Using the listing below, output only the lines from the one that contains "TARGET = long tree shadow" through the one that contains "TARGET = rear passenger window", inclusive, exactly as given and without images.
--- START ---
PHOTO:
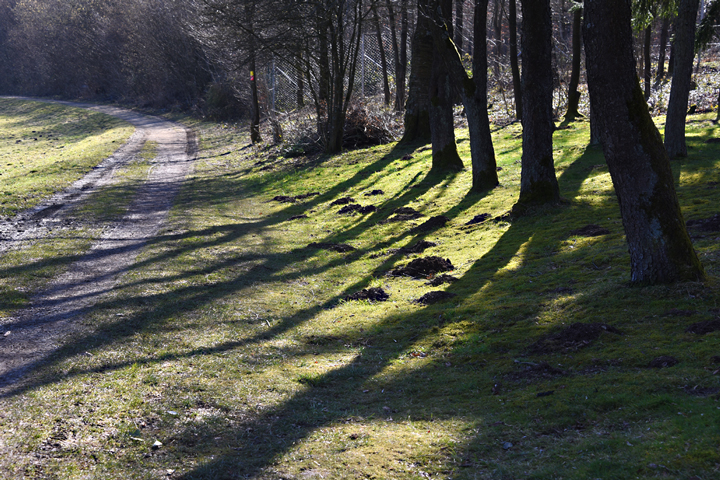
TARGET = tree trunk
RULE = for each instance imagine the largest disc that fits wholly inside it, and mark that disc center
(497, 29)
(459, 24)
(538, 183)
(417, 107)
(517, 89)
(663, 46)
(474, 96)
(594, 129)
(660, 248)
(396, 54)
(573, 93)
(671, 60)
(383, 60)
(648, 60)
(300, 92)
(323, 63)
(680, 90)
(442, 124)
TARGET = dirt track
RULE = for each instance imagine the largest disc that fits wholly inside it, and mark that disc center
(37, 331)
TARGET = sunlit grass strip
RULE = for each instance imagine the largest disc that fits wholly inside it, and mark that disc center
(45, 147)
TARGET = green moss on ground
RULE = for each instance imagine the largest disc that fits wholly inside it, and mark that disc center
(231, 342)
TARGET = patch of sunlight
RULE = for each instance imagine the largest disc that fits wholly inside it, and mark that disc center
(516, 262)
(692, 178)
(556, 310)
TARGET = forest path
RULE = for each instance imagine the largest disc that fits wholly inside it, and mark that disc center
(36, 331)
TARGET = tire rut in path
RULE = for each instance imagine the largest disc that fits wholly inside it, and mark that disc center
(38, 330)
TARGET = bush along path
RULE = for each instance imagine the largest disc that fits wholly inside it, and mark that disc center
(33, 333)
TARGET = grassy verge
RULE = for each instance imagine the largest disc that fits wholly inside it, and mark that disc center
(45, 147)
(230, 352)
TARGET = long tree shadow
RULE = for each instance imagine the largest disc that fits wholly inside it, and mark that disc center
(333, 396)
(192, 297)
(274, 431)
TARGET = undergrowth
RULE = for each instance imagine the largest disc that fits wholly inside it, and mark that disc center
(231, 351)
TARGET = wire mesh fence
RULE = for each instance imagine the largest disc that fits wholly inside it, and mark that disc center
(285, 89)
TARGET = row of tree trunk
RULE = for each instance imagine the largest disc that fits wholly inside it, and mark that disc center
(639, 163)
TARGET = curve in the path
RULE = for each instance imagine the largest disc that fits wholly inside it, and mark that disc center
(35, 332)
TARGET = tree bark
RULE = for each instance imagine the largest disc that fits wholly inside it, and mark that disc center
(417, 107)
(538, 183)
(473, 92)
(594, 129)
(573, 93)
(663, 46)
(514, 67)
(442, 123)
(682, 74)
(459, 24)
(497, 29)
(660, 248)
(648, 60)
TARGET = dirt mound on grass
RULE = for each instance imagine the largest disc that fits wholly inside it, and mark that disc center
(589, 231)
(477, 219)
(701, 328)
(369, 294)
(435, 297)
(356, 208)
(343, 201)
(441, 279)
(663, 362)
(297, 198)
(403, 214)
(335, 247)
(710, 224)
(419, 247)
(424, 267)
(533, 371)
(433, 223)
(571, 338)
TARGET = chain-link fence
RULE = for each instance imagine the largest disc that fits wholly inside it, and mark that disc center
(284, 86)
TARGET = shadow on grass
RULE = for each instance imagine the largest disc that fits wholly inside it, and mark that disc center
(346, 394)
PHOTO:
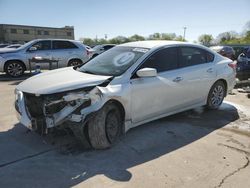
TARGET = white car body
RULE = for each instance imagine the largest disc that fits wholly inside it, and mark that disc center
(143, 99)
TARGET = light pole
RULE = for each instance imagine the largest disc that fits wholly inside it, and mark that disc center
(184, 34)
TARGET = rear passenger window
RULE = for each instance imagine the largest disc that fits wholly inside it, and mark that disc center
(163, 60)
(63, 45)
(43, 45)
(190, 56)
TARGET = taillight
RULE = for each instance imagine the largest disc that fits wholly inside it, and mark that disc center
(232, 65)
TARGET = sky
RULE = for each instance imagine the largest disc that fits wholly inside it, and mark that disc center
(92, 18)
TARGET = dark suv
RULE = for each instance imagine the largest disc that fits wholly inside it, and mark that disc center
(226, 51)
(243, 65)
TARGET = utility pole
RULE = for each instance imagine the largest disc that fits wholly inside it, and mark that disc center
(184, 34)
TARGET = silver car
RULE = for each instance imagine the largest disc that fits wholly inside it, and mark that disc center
--- END ---
--- START ---
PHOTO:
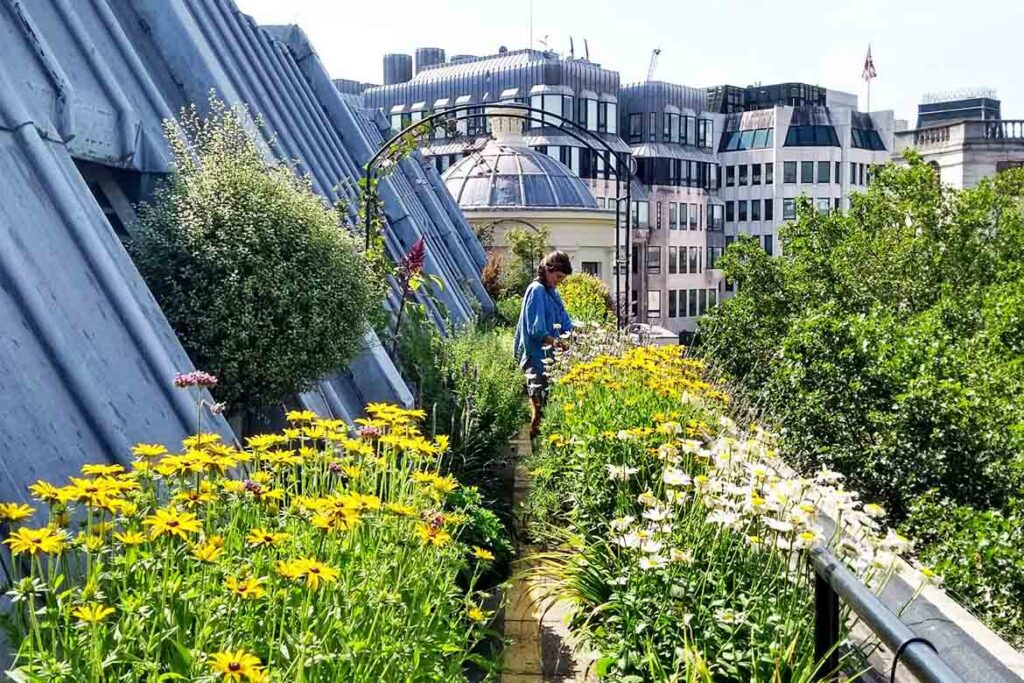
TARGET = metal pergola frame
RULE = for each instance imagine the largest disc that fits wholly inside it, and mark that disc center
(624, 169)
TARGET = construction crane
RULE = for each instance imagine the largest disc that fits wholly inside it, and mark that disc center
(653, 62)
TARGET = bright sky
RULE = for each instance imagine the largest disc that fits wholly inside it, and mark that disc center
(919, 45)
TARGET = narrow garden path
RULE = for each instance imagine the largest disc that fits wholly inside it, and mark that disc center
--- END ---
◆ Answer to this task ◆
TARGET = long tree shadow
RULE = for each instance imagine the largest disc that fits wholly inside it, and mark that disc center
(333, 396)
(192, 297)
(274, 431)
TARGET = undergrowth
RULE = for each instance imagine the largest disc that fits wholly inside it, and mark that disc center
(231, 351)
TARGET = wire mesh fence
RULE = for each instance imagine the largest disc that fits wholly inside it, and mark that disc center
(285, 89)
TARGET = row of tree trunk
RULE = for each instance imagine the largest disc that fits wholly inside it, and mark that disc center
(639, 163)
TARGET = curve in the path
RULE = for each instance imagine the largest disc that fits wholly inside it, and mark that disc center
(35, 332)
TARGET = tree bark
RULE = for each instance imagine the largest disc that fits wholly inside it, and mark that disc center
(417, 107)
(538, 183)
(473, 92)
(594, 129)
(573, 93)
(663, 46)
(514, 67)
(442, 123)
(682, 74)
(459, 24)
(497, 29)
(660, 248)
(648, 60)
TARGET = dirt mound on grass
RULE = for each instance imagine the largest disc that fits wholly inside it, and mark that disc center
(589, 231)
(477, 219)
(701, 328)
(369, 294)
(435, 297)
(356, 208)
(343, 201)
(441, 279)
(663, 362)
(297, 198)
(403, 214)
(335, 247)
(710, 224)
(419, 247)
(424, 267)
(533, 371)
(433, 223)
(571, 338)
TARGET = chain-link fence
RULE = for each instance imagine the largest disc that fits wholly inside it, and mark that disc center
(284, 86)
TARGET = shadow on grass
RULE = for each instance imagine the largest disc that fits wholly inside it, and mark that disc center
(346, 394)
PHOTO:
TARGET = white car body
RULE = for each instance imagine the largest disc that fits wholly inside it, and mark that disc center
(143, 99)
TARGET = light pole
RULE = for each instance imagine the largest disc that fits wholly inside it, and mark that disc center
(184, 34)
TARGET = rear passenger window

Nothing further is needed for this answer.